* begin Input data *

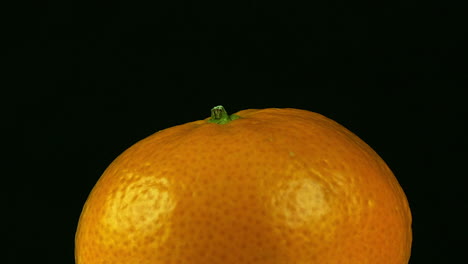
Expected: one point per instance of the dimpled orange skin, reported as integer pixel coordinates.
(275, 186)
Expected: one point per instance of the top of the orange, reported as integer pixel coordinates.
(271, 186)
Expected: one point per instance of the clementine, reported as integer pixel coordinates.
(271, 186)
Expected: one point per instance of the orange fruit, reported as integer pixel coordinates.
(271, 186)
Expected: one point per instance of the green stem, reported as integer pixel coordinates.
(220, 116)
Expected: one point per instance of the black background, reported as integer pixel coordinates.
(89, 80)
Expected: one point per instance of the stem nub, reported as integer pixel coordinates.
(220, 116)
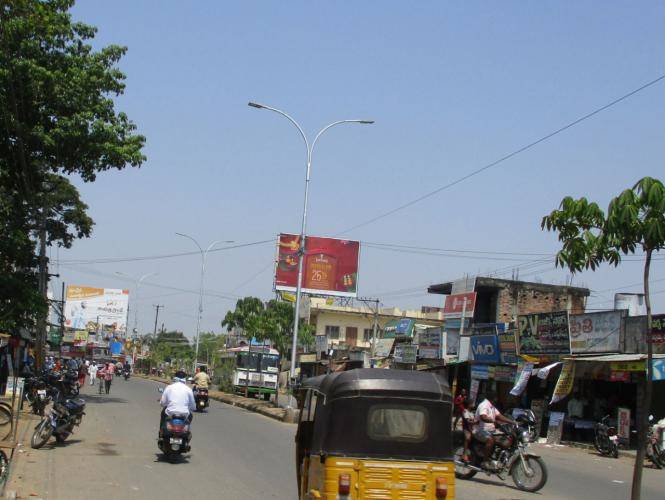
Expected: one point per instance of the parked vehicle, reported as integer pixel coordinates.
(60, 422)
(509, 457)
(201, 398)
(375, 433)
(606, 438)
(655, 451)
(256, 370)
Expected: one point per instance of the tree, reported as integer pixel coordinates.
(59, 118)
(635, 220)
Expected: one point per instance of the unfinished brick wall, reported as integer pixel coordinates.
(524, 300)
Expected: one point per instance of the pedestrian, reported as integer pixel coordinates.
(108, 376)
(92, 371)
(459, 405)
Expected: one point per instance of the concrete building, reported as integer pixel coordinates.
(501, 300)
(352, 325)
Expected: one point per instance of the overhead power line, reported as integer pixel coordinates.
(505, 157)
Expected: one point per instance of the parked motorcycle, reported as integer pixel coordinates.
(654, 450)
(60, 422)
(509, 457)
(606, 438)
(201, 398)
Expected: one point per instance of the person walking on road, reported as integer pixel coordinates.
(108, 376)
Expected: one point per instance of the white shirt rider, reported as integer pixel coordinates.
(487, 409)
(178, 399)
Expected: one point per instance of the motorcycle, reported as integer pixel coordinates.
(201, 398)
(174, 436)
(60, 422)
(606, 438)
(509, 457)
(654, 445)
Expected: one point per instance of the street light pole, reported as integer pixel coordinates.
(303, 229)
(204, 254)
(137, 285)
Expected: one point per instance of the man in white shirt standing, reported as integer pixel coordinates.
(177, 399)
(487, 415)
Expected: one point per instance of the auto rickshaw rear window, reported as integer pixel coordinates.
(397, 423)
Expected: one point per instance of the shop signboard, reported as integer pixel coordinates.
(520, 383)
(595, 332)
(429, 343)
(623, 423)
(485, 348)
(330, 265)
(406, 353)
(91, 309)
(504, 373)
(565, 383)
(480, 372)
(383, 348)
(658, 367)
(543, 334)
(458, 303)
(658, 329)
(507, 349)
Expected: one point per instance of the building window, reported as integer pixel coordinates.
(332, 332)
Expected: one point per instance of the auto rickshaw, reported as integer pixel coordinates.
(372, 433)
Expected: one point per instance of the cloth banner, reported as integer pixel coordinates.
(523, 379)
(565, 383)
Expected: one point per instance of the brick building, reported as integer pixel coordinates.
(501, 300)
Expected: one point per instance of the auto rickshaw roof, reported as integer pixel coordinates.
(378, 382)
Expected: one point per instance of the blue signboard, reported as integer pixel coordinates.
(485, 348)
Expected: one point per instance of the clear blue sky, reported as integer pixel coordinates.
(452, 87)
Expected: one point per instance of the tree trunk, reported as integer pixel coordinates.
(643, 422)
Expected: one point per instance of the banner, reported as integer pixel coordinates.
(565, 383)
(523, 379)
(330, 265)
(90, 309)
(544, 333)
(595, 332)
(485, 348)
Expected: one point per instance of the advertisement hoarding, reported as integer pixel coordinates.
(543, 333)
(455, 305)
(330, 265)
(595, 332)
(88, 308)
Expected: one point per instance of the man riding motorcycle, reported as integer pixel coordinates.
(177, 399)
(487, 415)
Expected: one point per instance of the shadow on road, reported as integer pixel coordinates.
(101, 399)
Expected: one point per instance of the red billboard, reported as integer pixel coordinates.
(330, 265)
(454, 305)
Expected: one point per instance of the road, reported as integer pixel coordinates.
(241, 455)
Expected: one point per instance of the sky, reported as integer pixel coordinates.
(452, 88)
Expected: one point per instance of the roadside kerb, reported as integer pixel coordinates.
(262, 407)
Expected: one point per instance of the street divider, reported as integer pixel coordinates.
(265, 408)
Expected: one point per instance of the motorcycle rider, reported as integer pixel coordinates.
(487, 415)
(177, 399)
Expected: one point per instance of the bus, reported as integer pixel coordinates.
(262, 365)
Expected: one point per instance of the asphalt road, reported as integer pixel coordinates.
(241, 455)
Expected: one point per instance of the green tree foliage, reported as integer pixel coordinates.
(635, 220)
(58, 118)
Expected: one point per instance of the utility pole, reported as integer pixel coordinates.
(157, 308)
(375, 326)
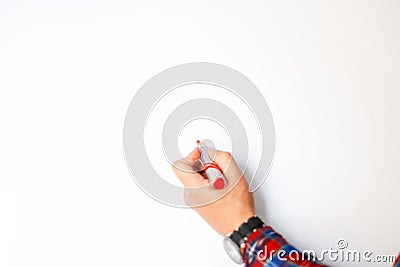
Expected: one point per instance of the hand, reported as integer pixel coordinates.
(225, 209)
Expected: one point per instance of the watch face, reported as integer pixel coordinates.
(233, 250)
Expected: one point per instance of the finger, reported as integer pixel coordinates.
(186, 170)
(227, 164)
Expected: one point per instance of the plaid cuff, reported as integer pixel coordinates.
(265, 247)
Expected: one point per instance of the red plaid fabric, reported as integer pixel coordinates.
(265, 247)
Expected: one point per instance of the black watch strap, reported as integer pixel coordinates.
(240, 235)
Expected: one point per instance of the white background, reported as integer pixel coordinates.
(329, 70)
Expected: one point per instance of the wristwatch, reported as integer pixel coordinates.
(235, 242)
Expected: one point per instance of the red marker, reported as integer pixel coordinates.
(210, 168)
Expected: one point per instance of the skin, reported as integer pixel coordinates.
(224, 210)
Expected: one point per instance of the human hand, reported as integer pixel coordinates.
(225, 209)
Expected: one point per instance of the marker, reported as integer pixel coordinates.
(211, 170)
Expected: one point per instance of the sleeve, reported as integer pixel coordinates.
(265, 247)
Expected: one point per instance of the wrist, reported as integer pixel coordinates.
(238, 221)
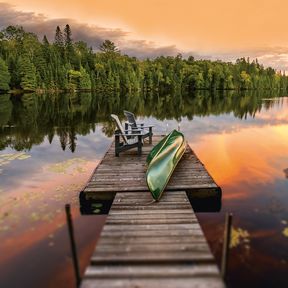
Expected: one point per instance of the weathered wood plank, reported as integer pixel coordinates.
(141, 245)
(151, 271)
(127, 172)
(185, 282)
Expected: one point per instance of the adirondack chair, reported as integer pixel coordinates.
(130, 138)
(136, 126)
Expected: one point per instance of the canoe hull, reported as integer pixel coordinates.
(163, 161)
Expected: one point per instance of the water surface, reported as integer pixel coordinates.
(50, 145)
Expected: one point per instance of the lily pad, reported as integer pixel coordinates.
(70, 165)
(285, 232)
(239, 236)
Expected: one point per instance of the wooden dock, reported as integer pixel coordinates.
(146, 244)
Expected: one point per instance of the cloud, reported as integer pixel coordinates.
(276, 57)
(91, 34)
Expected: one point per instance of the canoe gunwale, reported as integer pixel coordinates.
(174, 166)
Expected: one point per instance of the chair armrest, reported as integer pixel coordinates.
(134, 134)
(145, 126)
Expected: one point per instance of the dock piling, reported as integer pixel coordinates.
(73, 244)
(226, 243)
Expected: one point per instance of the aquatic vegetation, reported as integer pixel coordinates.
(239, 236)
(285, 232)
(6, 159)
(74, 165)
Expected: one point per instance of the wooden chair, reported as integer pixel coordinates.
(136, 126)
(130, 138)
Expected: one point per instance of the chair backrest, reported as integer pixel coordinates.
(131, 118)
(120, 127)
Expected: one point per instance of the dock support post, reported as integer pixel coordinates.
(73, 245)
(226, 243)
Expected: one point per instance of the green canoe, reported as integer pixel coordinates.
(162, 161)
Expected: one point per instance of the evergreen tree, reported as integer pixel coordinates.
(28, 74)
(67, 36)
(4, 76)
(58, 41)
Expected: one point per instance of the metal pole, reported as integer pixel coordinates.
(73, 245)
(226, 243)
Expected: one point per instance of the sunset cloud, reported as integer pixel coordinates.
(131, 44)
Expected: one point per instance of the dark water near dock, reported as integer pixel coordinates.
(241, 139)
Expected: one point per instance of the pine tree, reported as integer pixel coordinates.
(67, 36)
(58, 41)
(4, 76)
(28, 74)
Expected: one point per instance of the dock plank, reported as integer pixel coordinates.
(126, 173)
(148, 246)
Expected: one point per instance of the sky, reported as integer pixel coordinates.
(222, 29)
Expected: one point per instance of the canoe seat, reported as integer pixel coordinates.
(127, 139)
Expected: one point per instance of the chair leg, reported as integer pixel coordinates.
(139, 145)
(150, 135)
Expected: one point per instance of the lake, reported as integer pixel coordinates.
(50, 145)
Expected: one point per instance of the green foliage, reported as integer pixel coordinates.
(70, 65)
(28, 73)
(4, 76)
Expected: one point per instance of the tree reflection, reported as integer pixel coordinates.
(28, 119)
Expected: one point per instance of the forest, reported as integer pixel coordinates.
(28, 64)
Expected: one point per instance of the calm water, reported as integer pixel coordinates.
(50, 144)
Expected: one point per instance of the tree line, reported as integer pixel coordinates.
(30, 65)
(31, 119)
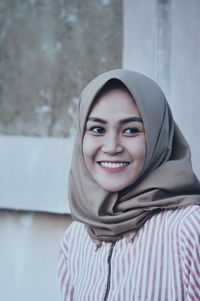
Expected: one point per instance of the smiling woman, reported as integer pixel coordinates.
(114, 145)
(134, 197)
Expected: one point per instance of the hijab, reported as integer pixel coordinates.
(166, 182)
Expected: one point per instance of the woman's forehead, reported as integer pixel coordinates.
(115, 102)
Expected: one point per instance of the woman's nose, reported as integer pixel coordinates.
(112, 145)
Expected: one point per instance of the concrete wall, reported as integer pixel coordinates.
(29, 255)
(161, 40)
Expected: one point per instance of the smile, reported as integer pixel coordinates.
(114, 164)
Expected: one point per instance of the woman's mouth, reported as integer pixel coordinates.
(113, 166)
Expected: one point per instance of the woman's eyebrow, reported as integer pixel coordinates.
(126, 120)
(95, 119)
(131, 119)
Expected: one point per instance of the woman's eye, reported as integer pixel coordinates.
(97, 130)
(131, 131)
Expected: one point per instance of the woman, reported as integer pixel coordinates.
(134, 197)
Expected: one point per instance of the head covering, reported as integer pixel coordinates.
(166, 182)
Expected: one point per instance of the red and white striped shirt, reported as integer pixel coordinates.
(162, 262)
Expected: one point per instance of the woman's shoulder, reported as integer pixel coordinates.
(185, 220)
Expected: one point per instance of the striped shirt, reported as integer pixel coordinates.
(162, 262)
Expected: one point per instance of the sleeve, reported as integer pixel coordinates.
(64, 271)
(190, 239)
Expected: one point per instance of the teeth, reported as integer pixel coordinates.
(114, 165)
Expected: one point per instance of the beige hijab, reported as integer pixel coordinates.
(166, 182)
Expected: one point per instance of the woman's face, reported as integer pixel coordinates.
(114, 144)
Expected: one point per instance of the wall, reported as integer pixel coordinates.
(161, 40)
(29, 255)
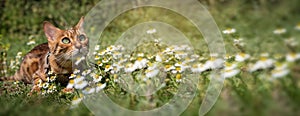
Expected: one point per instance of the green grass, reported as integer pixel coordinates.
(243, 95)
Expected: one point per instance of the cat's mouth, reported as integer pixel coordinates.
(79, 52)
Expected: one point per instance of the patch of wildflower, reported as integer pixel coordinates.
(229, 31)
(279, 31)
(49, 86)
(297, 27)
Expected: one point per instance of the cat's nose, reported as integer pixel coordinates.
(78, 46)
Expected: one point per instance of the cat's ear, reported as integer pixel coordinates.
(51, 31)
(79, 25)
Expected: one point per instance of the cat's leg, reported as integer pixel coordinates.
(38, 79)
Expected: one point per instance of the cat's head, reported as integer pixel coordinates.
(67, 44)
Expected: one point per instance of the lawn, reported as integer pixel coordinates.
(262, 58)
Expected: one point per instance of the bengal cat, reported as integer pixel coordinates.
(57, 55)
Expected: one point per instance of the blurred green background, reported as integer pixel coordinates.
(254, 20)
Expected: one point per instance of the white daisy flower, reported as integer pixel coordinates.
(169, 68)
(280, 70)
(279, 31)
(291, 42)
(40, 83)
(158, 58)
(181, 55)
(129, 68)
(297, 27)
(151, 31)
(97, 47)
(97, 57)
(31, 42)
(79, 60)
(108, 68)
(241, 57)
(292, 57)
(239, 42)
(80, 84)
(230, 70)
(151, 73)
(45, 85)
(214, 63)
(76, 101)
(263, 63)
(279, 73)
(140, 63)
(229, 31)
(117, 55)
(102, 53)
(19, 55)
(105, 60)
(88, 90)
(70, 84)
(230, 73)
(100, 86)
(97, 78)
(72, 76)
(86, 72)
(198, 68)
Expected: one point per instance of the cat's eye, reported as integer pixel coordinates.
(81, 37)
(66, 40)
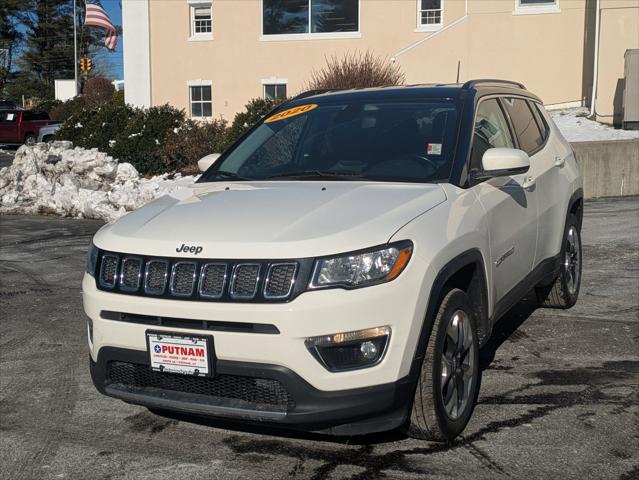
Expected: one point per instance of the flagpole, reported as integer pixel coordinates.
(75, 46)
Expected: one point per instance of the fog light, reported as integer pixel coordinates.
(369, 350)
(350, 350)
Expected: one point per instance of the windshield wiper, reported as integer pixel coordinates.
(224, 174)
(312, 174)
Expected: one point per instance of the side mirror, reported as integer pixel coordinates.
(504, 162)
(205, 162)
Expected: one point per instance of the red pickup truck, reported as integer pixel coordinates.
(21, 126)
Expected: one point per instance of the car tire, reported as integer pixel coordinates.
(449, 368)
(30, 139)
(564, 290)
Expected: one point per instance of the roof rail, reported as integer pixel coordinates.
(473, 83)
(317, 91)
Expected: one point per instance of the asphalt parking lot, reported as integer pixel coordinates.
(559, 395)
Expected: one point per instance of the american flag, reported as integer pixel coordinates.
(97, 17)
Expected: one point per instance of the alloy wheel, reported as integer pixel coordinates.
(457, 365)
(572, 260)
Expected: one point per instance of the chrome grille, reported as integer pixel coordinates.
(130, 274)
(183, 279)
(108, 270)
(244, 282)
(155, 276)
(280, 280)
(202, 279)
(212, 280)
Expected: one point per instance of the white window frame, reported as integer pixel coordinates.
(199, 83)
(429, 27)
(199, 37)
(287, 37)
(273, 81)
(539, 9)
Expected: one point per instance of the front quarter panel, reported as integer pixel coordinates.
(441, 235)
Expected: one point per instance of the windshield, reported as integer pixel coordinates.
(411, 141)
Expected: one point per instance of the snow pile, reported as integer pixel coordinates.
(574, 125)
(77, 182)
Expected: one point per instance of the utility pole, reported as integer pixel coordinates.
(75, 46)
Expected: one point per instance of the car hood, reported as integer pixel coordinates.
(261, 220)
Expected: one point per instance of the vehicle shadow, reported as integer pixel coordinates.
(503, 330)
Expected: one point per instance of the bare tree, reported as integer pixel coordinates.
(356, 70)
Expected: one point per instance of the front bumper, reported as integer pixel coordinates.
(347, 412)
(399, 304)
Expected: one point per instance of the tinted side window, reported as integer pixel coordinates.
(541, 121)
(526, 128)
(491, 131)
(9, 117)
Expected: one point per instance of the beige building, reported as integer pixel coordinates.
(210, 57)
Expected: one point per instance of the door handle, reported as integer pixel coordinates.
(529, 182)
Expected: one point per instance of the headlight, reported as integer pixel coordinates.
(92, 259)
(360, 269)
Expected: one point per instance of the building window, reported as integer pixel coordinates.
(275, 91)
(429, 13)
(201, 105)
(314, 17)
(525, 7)
(201, 20)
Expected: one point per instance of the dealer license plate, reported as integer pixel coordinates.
(173, 353)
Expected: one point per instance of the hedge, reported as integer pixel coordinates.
(154, 140)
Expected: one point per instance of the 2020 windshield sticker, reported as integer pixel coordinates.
(291, 112)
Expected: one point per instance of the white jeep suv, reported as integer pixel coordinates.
(340, 266)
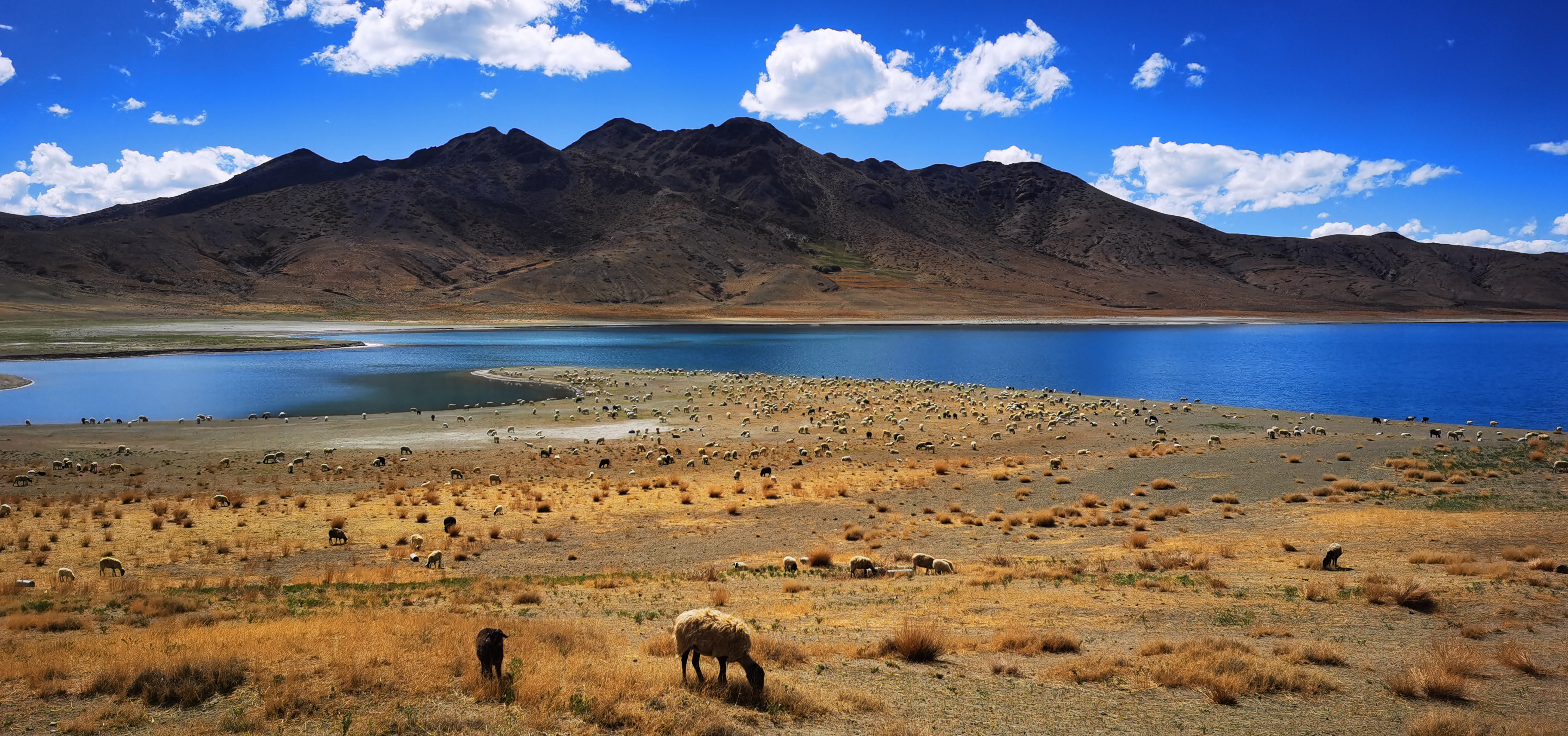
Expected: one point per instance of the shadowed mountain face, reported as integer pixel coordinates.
(728, 220)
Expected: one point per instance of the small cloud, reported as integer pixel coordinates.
(1012, 154)
(1427, 173)
(1152, 71)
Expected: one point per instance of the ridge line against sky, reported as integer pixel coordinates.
(1238, 134)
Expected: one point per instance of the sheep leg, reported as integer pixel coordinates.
(697, 666)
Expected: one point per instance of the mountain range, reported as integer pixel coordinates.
(733, 220)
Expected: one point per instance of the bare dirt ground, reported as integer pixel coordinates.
(1112, 575)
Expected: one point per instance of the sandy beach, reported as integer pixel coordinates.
(1122, 565)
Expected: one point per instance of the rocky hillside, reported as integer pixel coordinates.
(728, 220)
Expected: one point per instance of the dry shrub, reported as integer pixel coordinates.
(1032, 642)
(1517, 656)
(186, 683)
(527, 597)
(43, 622)
(1092, 669)
(918, 642)
(1228, 669)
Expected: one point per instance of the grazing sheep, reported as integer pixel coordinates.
(1332, 559)
(720, 636)
(491, 649)
(861, 564)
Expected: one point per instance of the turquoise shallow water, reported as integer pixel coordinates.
(1512, 372)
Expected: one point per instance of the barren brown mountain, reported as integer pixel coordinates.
(728, 220)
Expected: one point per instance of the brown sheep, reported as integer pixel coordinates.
(720, 636)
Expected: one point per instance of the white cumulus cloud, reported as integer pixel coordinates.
(1012, 154)
(832, 71)
(821, 71)
(1194, 179)
(1021, 58)
(1152, 71)
(1348, 230)
(172, 120)
(51, 184)
(394, 34)
(1427, 173)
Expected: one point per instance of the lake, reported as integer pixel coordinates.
(1506, 372)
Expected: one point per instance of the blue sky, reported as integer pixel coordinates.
(1272, 118)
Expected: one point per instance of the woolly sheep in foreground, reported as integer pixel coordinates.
(720, 636)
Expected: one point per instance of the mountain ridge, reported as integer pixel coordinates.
(726, 220)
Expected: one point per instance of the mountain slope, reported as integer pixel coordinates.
(726, 220)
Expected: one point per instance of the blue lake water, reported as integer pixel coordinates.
(1509, 372)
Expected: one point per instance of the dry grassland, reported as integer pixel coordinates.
(1111, 573)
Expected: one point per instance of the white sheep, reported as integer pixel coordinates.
(720, 636)
(861, 564)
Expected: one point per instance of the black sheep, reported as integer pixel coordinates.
(491, 650)
(1332, 559)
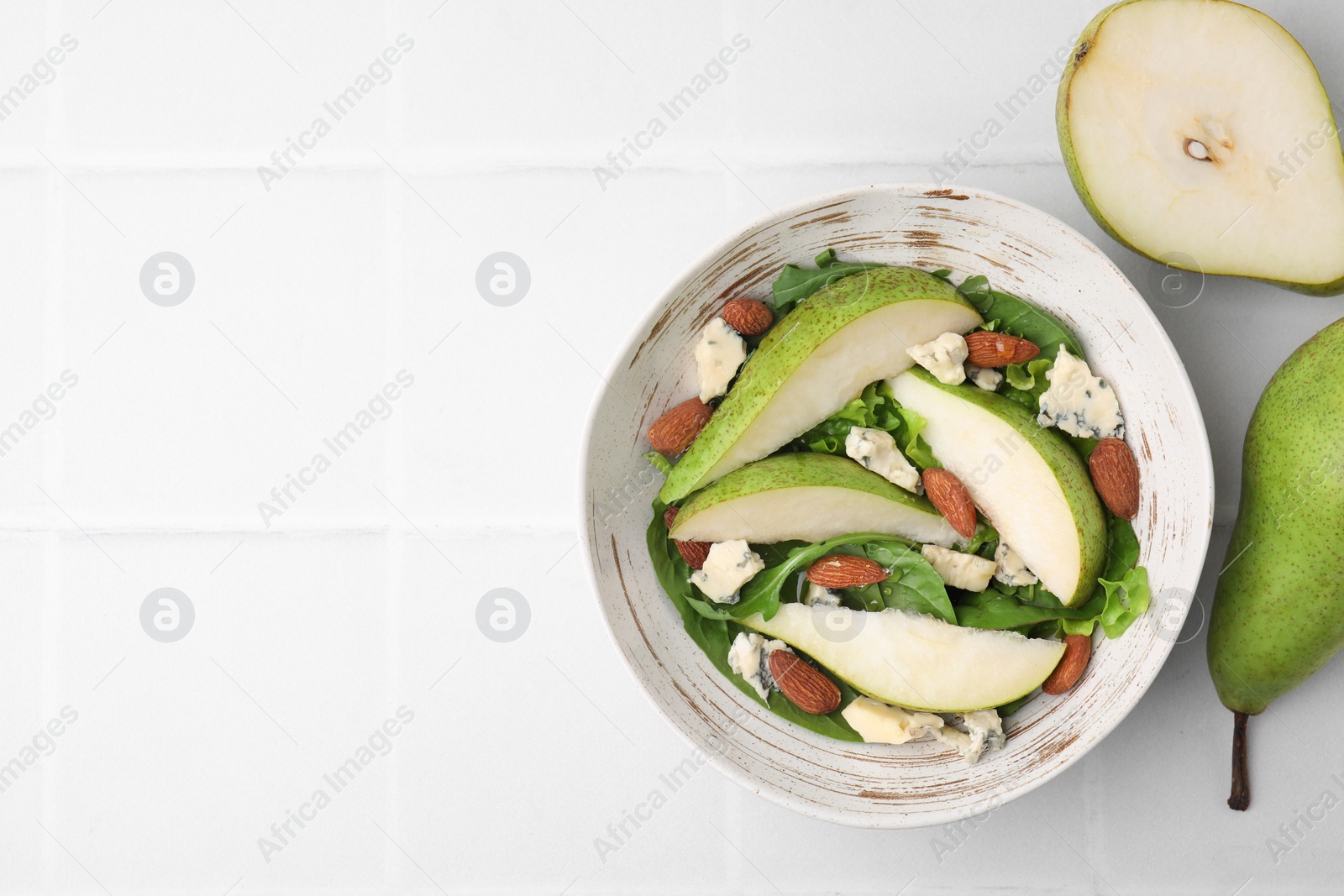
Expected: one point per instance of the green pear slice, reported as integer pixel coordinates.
(1028, 481)
(1200, 134)
(817, 359)
(810, 497)
(911, 660)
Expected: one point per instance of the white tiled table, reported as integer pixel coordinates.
(360, 597)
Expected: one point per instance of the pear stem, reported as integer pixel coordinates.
(1241, 797)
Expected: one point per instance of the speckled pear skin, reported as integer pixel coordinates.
(1278, 613)
(786, 347)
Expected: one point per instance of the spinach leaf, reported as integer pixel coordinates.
(795, 284)
(995, 610)
(913, 586)
(1019, 317)
(716, 637)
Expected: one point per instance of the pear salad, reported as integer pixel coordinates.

* end Input data *

→ Exercise directions:
Print from the line containing "Expected: one point per instance of the green pear" to the last line above, exactly as written.

→ Result of the exercise:
Expected: one point per instance of the green pear slice, reported as integer pixel coordinates.
(1028, 481)
(1200, 134)
(817, 359)
(810, 497)
(911, 660)
Expected: one point per instance of the white tiled table, reported as integer pixel coordinates.
(360, 597)
Expected: one point per instance of the pear stem, reported as integer pixel coordinates.
(1241, 797)
Expected: one point per instance of the speckled pear skin, reported as integer pixel coordinates.
(1278, 613)
(786, 347)
Expected: one point per instance of the spinach leaf, reported as integer pixel coordinates.
(795, 284)
(995, 610)
(913, 586)
(1019, 317)
(716, 637)
Expected: one point per instance of the pear salad, reported as integer pixel coordinates.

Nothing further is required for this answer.